- Extrait du texte -
·····
« Je ne veux pas que les générations futures […] pensent que les Khmers rouges sont des criminels »




"Ces crimes dont on nous accuse, on nous les reproche à tort. Il est dommage de voir que l’on a confondu les amis et les ennemis" dit Nuon Chea aux juges le lundi 5 décembre 2011. (CETC)


Après avoir décrit la chronologie des faits, le greffier lit les paragraphes consacrés au parcours militant de chacun des accusés. Nuon Chea est le premier. Juste après le greffier, il donnera à son tour sa version des choses. Blouson noir (il a laissé de côté les lunettes noires pour s’adresser aux juges), casque de traduction sur les oreilles, Nuon Chea se concentre. Il semble en forme et l’esprit vif : il ne lit pas de déclaration, il s’exprime naturellement.


L’enfant révolté contre l’injustice
Nuon Chea date de son enfance le fait qu’il était épris de justice. « Dans ma jeunesse, j’ai connu le régime colonial français et j’ai vu de mes yeux comment les Français maltraitaient les Cambodgiens, il les arrêtaient, les frappaient et les jetaient en prison. J’ai aussi été témoin de la façon dont les riches maltraitaient les autres et les traitaient en esclavage, leur donnaient des coups…» Sympathie, compassion, volonté, déjà, de combattre l’oppression.


Etudiant militant en Thaïlande
Né dans la province de Battambang, Nuon Chea a dû interrompre ses études secondaires en 1941 pendant la Deuxième guerre mondiale quand la France a donné la province à la Thaïlande, alliée du Japon. Il a appris le thaï avant d’aller poursuivre ses études à l’université de Thammasat à Bangkok, où il logeait dans une pagode avec des bonzes khmers. « Je voulais comprendre ce qu’était un pays indépendant», assure-t-il. Il découvre cependant que là-bas aussi les puissants oppriment les faibles. «J’ai donc pensé que l’injustice était partout. J’ai commencé à lire les journaux progressistes notamment publiés par le parti communiste thaïlandais. A la lecture de ces journaux, j’ai pu comprendre que le communisme nous aiderait à résoudre les problèmes du pays et l’oppression coloniale. »
·····
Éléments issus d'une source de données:
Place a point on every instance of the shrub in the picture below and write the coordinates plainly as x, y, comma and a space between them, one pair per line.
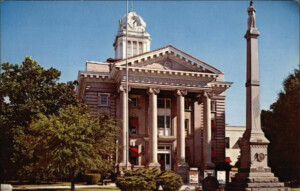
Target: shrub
210, 183
92, 178
138, 180
169, 181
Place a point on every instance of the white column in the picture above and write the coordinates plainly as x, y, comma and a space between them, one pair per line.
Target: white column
153, 127
180, 127
207, 131
131, 48
123, 96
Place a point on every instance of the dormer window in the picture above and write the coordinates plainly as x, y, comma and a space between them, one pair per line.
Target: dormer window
103, 99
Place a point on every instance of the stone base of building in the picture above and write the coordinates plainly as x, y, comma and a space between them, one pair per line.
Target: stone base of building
208, 166
153, 165
256, 181
182, 169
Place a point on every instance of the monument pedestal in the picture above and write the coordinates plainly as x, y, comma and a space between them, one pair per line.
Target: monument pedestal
254, 174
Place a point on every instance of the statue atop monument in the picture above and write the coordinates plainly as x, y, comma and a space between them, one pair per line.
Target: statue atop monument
251, 13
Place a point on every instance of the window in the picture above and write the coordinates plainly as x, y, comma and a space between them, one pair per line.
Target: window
227, 143
213, 106
133, 125
168, 103
160, 121
186, 124
161, 103
103, 99
133, 102
187, 154
134, 155
168, 121
213, 124
163, 121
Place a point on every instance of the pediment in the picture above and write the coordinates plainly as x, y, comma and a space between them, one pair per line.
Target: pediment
169, 58
167, 63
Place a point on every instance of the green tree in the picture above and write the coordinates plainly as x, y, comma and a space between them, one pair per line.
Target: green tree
281, 125
26, 90
68, 143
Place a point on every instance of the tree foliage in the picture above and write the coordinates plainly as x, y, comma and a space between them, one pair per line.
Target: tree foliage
26, 90
281, 125
68, 143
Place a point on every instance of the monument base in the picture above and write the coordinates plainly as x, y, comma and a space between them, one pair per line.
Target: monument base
254, 173
122, 166
256, 182
153, 165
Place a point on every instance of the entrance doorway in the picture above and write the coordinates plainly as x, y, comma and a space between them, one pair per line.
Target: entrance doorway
164, 161
164, 157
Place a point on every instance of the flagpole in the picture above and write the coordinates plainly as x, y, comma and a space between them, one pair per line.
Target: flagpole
127, 91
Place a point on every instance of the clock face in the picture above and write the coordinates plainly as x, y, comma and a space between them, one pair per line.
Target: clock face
135, 22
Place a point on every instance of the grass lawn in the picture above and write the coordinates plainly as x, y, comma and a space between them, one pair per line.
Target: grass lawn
24, 185
99, 189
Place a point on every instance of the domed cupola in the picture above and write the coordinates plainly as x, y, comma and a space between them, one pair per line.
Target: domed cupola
138, 38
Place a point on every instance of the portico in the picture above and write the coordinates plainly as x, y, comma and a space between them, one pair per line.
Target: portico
176, 113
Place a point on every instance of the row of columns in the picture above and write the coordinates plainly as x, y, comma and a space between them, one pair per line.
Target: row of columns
153, 141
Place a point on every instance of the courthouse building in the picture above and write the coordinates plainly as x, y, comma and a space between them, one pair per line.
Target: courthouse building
176, 114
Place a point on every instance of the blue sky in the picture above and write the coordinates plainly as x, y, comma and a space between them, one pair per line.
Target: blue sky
65, 34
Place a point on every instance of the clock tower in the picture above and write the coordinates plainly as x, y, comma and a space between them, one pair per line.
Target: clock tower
138, 39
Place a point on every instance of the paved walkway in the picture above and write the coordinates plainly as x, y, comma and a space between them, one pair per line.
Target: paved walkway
63, 187
183, 188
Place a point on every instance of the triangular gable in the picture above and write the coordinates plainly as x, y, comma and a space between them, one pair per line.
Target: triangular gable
154, 54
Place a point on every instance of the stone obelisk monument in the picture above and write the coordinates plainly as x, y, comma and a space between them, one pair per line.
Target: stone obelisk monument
254, 173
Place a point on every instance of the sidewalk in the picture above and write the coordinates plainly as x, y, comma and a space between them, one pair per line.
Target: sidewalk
64, 187
183, 188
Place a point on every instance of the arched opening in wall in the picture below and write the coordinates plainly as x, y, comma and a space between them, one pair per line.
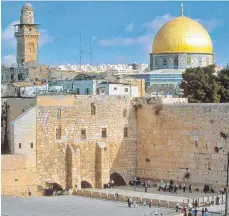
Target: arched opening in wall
118, 179
85, 184
57, 187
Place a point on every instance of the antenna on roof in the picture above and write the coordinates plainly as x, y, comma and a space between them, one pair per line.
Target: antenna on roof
81, 52
90, 52
182, 9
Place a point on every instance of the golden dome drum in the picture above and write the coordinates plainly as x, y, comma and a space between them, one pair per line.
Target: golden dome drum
182, 35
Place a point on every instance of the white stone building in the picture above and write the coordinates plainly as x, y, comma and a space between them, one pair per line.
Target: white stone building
109, 88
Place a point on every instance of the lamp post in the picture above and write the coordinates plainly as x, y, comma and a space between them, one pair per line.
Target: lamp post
226, 201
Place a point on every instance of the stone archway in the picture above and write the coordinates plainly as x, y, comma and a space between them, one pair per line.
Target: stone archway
118, 179
85, 184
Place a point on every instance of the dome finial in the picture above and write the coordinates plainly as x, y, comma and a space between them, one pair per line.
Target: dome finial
182, 9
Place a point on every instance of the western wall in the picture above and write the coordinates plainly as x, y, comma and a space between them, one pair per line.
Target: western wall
90, 159
176, 139
162, 141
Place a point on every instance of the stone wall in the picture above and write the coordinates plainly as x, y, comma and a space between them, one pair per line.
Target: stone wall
23, 136
173, 138
11, 109
118, 154
16, 177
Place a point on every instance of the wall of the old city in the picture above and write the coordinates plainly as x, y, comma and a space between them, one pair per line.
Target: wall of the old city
16, 177
11, 109
119, 152
173, 137
23, 136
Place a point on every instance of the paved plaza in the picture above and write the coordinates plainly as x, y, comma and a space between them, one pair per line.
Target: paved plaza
180, 193
73, 206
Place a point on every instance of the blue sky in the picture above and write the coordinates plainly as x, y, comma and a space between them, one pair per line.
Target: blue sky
121, 32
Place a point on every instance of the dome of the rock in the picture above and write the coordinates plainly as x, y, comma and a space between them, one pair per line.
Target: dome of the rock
182, 35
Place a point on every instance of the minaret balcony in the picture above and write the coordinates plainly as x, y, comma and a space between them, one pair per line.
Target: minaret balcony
21, 33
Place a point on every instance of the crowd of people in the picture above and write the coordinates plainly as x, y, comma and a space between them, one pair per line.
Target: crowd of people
191, 211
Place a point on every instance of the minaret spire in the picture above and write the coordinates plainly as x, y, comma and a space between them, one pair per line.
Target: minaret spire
182, 9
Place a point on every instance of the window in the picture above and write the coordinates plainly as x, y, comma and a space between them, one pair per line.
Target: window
58, 133
125, 132
188, 60
87, 91
83, 134
58, 113
124, 113
104, 132
93, 109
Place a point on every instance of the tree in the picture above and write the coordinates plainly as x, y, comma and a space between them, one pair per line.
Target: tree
202, 85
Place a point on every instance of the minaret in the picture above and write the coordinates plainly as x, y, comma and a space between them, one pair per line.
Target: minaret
26, 34
182, 9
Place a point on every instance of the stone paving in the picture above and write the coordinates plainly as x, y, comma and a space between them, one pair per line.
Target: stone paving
180, 193
73, 206
152, 193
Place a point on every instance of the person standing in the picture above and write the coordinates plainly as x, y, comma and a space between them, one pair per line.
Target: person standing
112, 183
177, 207
184, 188
29, 192
175, 189
195, 212
202, 211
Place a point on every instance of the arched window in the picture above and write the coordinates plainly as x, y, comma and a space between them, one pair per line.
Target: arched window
93, 109
58, 133
124, 113
58, 113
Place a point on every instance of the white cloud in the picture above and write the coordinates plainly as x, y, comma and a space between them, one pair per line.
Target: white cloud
9, 60
8, 34
158, 22
129, 27
210, 24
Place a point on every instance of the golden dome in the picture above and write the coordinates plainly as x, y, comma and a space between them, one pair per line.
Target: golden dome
182, 35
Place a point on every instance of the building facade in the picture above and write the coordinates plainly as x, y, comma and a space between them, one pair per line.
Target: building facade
76, 141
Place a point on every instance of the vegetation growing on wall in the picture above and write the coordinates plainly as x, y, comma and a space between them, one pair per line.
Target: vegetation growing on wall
158, 108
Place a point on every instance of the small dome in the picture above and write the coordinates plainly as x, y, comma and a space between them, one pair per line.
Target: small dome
27, 6
182, 35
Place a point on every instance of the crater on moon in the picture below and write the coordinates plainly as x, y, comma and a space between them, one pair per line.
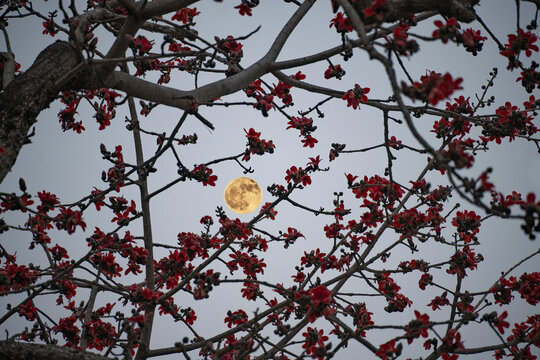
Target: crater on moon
243, 195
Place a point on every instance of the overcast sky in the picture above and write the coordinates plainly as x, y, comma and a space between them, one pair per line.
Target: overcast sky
70, 165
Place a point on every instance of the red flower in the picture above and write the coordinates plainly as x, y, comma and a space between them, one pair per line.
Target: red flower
235, 318
334, 71
297, 175
500, 323
342, 23
203, 174
320, 295
467, 223
389, 349
524, 41
69, 220
418, 327
50, 27
314, 342
462, 260
69, 331
447, 31
439, 301
355, 96
28, 310
432, 87
244, 8
185, 15
376, 8
309, 141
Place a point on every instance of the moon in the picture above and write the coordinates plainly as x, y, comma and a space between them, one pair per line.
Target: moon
243, 195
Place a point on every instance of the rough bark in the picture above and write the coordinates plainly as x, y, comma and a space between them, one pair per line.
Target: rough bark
394, 10
27, 95
11, 350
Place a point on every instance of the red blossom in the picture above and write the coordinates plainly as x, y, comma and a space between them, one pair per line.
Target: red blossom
334, 71
244, 8
523, 41
341, 23
377, 8
389, 349
203, 174
355, 96
433, 87
185, 15
235, 318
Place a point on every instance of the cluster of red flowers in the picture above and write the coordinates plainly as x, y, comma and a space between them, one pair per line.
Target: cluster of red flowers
432, 88
203, 174
355, 96
305, 125
185, 15
387, 286
400, 42
334, 71
528, 286
314, 343
256, 145
471, 39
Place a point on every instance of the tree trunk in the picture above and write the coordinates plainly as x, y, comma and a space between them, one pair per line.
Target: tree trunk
27, 95
11, 350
·····
- Exercice proposé -
Reprenez le texte sur la déclaration de Nuon Chea devant les juges et poursuivez-le à partir de sa dernière phrase.

- Réponse -
Nuon Chea milite alors au sein des organes du parti communiste thaïlandais dont il dit avoir participé à l’établissement.


Nuon Chea, résistant de la première heure
« Pendant mes études j’ai aussi travaillé au ministère des Finances de la Thailande et au ministre des affaires étrangères pendant un mois, précise Nuon Chea au président. J’ai suivi les rapports de l’ambassade concernant le fait que des Cambodgiens avaient été abattus par des Français, j’en ai eu le cœur brisé. C’est là que je suis entré dans la résistance […] : pour être du côté du peuple. »
Quand il rentre au Cambodge en 1950, Nuon Chea rejoint les rangs du PCI, où il est chargé de la propagande. Devant les juges, il vire très vite au discours anti-Vietnam. Le mouvement Issarak ? Une création des Vietnamiens. Le manque de militants ? La faute aux Vietnamiens. « Le parti n’évoluait pas bien car il était contrôlé par les Vietnamiens. Son Ngoc Minh recevait des ordres du PCI. Ce comité ce n’était que des pantins du Vietnam. »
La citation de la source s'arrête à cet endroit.